What the task asks = Reproduce a portion of the bookstore café post word for word, beginning at the words "Tuesday, September 20" and stopping after "I've been missing.".

Tuesday, September 20

SEE NO WEIRDNESS, HEAR NO WEIRDNESS . . .

There was a time when -- if I ever had a free chunk of hours -- I would hie myself off to a local bookstore and loiter (yes, loiter) in the cafe over a chai latte, a bottle of water, hot tea, then another bottle of water. I haven't had the opportunity to do that in a while, and I can't believe what I've been missing.

It never ceases to amaze me, the anonymity of being among strangers. There is indeed safety in numbers, even if you don't know who those numbers are. And there's a certain relaxedness that is different -- not necessarily better, but just different -- from the relaxedness that comes from being among the dearest, oldest, most loving friends in the world.

Exercise data =
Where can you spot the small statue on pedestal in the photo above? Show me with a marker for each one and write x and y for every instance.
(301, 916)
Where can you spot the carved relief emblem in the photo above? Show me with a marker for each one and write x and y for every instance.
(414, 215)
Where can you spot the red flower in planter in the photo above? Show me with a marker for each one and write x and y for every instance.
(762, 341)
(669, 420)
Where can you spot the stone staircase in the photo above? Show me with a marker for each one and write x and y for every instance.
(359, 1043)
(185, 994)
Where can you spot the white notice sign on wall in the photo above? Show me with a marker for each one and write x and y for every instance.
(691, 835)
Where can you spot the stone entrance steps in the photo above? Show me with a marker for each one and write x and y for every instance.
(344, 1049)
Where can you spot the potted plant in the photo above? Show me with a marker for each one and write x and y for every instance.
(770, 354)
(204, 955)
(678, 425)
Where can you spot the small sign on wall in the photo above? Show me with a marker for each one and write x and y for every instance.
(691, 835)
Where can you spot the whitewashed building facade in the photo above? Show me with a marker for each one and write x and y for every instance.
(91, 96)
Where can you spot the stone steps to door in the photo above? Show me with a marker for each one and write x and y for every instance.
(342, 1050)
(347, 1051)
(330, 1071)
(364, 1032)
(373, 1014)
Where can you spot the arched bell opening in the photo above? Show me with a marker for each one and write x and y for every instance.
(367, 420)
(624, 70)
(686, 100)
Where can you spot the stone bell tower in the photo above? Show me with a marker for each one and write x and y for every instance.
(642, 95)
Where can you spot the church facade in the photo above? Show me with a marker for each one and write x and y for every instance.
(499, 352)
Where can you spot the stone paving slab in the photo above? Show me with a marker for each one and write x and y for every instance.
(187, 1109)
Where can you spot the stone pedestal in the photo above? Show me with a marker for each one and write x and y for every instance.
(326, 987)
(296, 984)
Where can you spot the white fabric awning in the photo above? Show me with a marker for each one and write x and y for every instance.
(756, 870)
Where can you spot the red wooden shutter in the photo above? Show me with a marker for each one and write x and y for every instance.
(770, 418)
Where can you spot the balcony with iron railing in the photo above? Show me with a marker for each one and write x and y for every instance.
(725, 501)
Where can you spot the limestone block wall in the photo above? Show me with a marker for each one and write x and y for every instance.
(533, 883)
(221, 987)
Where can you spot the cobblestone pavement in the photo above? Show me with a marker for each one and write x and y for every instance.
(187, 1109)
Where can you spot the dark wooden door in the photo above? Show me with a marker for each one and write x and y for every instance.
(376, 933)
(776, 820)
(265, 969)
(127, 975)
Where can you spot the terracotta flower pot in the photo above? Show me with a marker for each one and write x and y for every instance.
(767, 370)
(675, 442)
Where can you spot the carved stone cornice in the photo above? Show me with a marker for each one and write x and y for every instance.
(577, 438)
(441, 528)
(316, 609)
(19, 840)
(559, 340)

...

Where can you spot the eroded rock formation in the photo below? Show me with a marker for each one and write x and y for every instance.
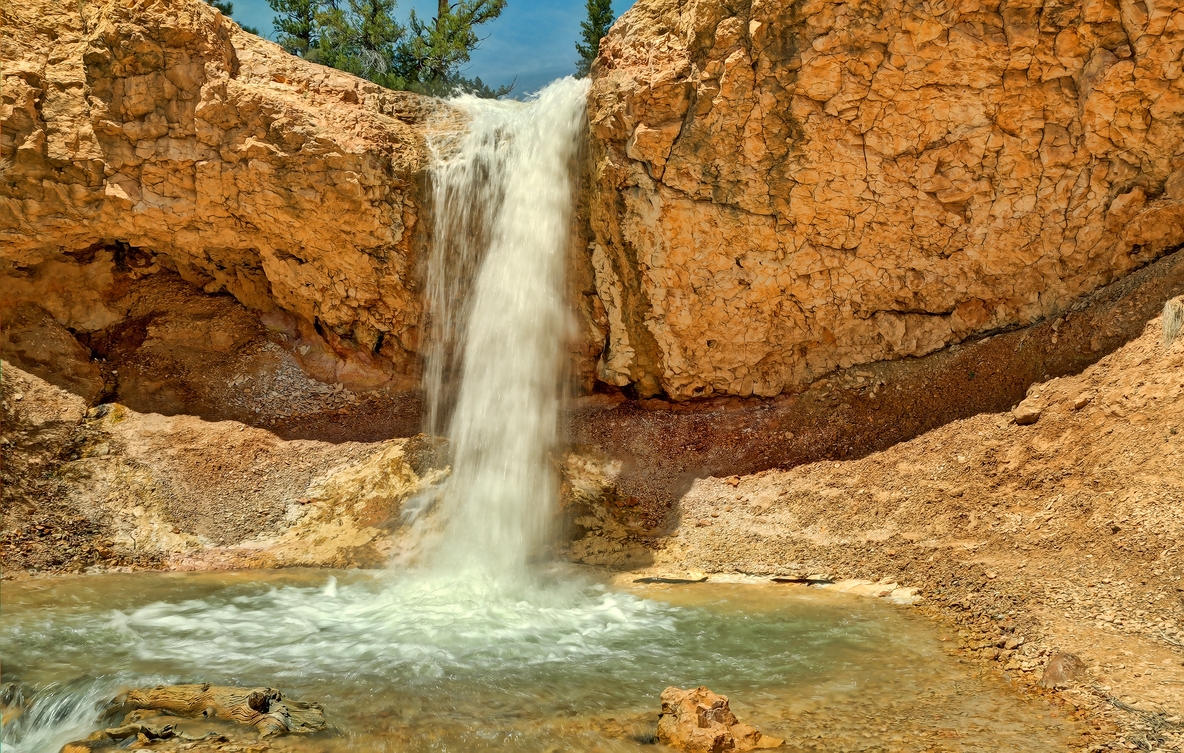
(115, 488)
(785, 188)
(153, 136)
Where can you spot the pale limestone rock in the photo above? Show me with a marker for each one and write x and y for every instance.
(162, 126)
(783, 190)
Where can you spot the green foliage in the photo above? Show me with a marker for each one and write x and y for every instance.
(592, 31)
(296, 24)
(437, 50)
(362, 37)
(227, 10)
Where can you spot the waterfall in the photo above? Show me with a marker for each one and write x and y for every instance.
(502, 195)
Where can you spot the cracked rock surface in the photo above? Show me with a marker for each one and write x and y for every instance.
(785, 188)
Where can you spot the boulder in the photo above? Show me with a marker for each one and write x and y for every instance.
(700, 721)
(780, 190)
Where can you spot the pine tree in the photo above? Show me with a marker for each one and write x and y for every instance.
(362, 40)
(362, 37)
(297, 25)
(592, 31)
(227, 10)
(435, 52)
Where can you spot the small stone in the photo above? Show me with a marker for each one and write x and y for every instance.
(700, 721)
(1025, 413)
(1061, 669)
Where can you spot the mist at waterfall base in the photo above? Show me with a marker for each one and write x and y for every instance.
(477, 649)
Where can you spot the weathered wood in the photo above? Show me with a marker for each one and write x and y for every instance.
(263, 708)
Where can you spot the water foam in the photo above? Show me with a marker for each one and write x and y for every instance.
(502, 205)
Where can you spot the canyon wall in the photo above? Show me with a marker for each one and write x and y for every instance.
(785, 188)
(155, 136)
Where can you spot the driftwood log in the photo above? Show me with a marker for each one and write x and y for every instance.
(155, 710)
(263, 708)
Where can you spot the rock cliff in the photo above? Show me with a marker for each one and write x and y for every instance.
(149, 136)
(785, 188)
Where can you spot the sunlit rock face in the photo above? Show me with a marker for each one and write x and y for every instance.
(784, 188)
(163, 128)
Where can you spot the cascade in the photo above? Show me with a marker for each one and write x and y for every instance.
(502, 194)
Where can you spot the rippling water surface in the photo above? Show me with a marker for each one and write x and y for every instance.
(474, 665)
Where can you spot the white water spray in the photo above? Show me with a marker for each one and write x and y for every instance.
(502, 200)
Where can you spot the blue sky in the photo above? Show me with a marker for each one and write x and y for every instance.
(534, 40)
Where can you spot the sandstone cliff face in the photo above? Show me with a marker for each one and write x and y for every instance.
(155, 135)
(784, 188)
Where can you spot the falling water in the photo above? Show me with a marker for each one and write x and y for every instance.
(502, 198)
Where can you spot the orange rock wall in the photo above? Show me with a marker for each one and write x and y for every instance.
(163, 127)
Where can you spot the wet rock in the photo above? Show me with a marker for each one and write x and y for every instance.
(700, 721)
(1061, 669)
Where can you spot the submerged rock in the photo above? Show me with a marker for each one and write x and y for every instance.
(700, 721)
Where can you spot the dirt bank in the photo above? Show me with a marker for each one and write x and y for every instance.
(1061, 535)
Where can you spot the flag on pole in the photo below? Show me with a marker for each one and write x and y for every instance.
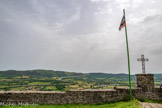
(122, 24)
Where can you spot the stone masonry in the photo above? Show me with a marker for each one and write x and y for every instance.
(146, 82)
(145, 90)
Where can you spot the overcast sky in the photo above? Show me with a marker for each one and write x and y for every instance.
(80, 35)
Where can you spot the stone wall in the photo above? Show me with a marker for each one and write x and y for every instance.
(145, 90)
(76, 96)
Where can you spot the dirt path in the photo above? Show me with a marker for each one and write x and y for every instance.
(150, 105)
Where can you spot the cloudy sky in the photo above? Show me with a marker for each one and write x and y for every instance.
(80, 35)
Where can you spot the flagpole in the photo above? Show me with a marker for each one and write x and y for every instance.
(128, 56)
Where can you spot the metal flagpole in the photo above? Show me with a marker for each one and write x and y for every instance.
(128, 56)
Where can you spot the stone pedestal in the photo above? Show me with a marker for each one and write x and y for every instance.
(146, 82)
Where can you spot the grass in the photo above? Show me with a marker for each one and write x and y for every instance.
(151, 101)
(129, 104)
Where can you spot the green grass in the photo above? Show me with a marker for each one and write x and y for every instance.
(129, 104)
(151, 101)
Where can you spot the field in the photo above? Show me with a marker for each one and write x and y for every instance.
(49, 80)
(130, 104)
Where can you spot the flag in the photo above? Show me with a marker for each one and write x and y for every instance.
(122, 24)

Solved problem =
Tuesday, September 20

SEE NO WEIRDNESS, HEAR NO WEIRDNESS . . .

There was a time when -- if I ever had a free chunk of hours -- I would hie myself off to a local bookstore and loiter (yes, loiter) in the cafe over a chai latte, a bottle of water, hot tea, then another bottle of water. I haven't had the opportunity to do that in a while, and I can't believe what I've been missing.